*REQUIREMENTS:*
Please copy out every line of the listing below word for word, omitting the pictures from your copy.

*DATA LISTING:*
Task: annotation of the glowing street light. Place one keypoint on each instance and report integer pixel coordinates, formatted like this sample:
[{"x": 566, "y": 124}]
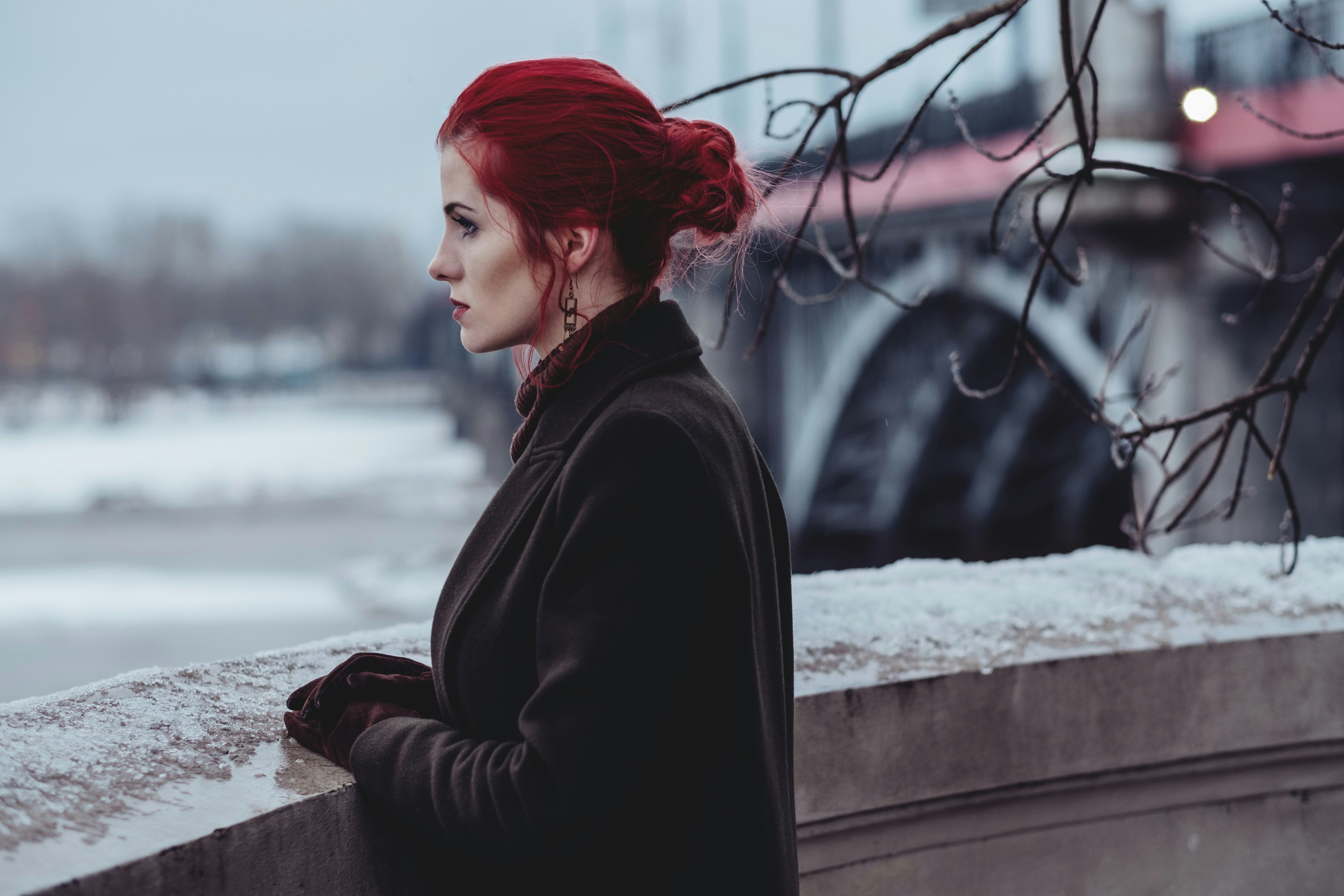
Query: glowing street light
[{"x": 1200, "y": 104}]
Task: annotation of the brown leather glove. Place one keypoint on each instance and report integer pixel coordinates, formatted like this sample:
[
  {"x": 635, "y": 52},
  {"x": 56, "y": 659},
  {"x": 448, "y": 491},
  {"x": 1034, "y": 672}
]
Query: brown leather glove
[
  {"x": 337, "y": 742},
  {"x": 327, "y": 714}
]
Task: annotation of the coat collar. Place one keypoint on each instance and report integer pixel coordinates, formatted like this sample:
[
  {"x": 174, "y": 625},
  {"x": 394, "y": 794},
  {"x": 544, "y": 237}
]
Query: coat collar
[{"x": 654, "y": 338}]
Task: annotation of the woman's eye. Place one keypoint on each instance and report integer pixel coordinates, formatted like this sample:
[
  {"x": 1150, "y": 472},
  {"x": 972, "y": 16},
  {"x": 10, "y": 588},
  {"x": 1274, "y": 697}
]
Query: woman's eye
[{"x": 468, "y": 228}]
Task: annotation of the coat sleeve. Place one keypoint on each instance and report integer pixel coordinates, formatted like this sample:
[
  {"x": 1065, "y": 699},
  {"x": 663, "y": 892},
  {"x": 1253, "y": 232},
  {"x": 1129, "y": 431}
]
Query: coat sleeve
[{"x": 618, "y": 621}]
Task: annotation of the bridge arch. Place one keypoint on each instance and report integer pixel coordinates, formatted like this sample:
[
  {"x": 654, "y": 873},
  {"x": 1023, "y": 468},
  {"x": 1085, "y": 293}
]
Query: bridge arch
[{"x": 892, "y": 460}]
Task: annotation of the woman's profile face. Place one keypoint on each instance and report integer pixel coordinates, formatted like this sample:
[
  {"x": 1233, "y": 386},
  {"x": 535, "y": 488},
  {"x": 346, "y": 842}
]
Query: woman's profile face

*EXERCISE SOLUTION:*
Task: annotation of the glowing street light. Place one keypoint on each instance and report integer pixel coordinates, formatted like this sample:
[{"x": 566, "y": 124}]
Query: glowing street light
[{"x": 1200, "y": 104}]
Task: annotation of the brown leather glove. Place one keypoint on each instance and report integer pixel coordinates, formatted like this sample:
[
  {"x": 635, "y": 52},
  {"x": 56, "y": 659},
  {"x": 448, "y": 491},
  {"x": 1034, "y": 672}
]
Query: brown leather glove
[
  {"x": 337, "y": 742},
  {"x": 327, "y": 714}
]
Task: annotation of the coat collar. Place one keypoint on each instance and report integer pixel coordinates, formatted like this sample:
[
  {"x": 174, "y": 625},
  {"x": 394, "y": 794},
  {"x": 544, "y": 237}
]
Query: coat collar
[{"x": 654, "y": 338}]
Task: annotation of the woman's eye. Place one keypoint on each instance and report integer pixel coordinates, formatted like this sample:
[
  {"x": 1150, "y": 472},
  {"x": 972, "y": 16},
  {"x": 10, "y": 588},
  {"x": 1274, "y": 697}
]
Query: woman's eye
[{"x": 468, "y": 228}]
Task: annotation of the coat sleeve. Place one keypoint on each instance and report integer pixel coordinates, formatted like this sample:
[
  {"x": 1065, "y": 699},
  {"x": 663, "y": 892},
  {"x": 1253, "y": 232},
  {"x": 1129, "y": 431}
]
Query: coat sleeve
[{"x": 618, "y": 621}]
Task: annotation of the bridge arch. Place one keypoint on each instance and report integer pixel coordinates, formatted like this sample:
[
  {"x": 654, "y": 873},
  {"x": 1023, "y": 468},
  {"x": 1085, "y": 293}
]
Query: bridge arch
[{"x": 892, "y": 460}]
Task: annotation of the woman's profile face. Place one keypoint on each instance and report integer pixel coordinates, formatted like this sample:
[
  {"x": 1233, "y": 386},
  {"x": 535, "y": 488},
  {"x": 346, "y": 842}
]
Query: woman's profile face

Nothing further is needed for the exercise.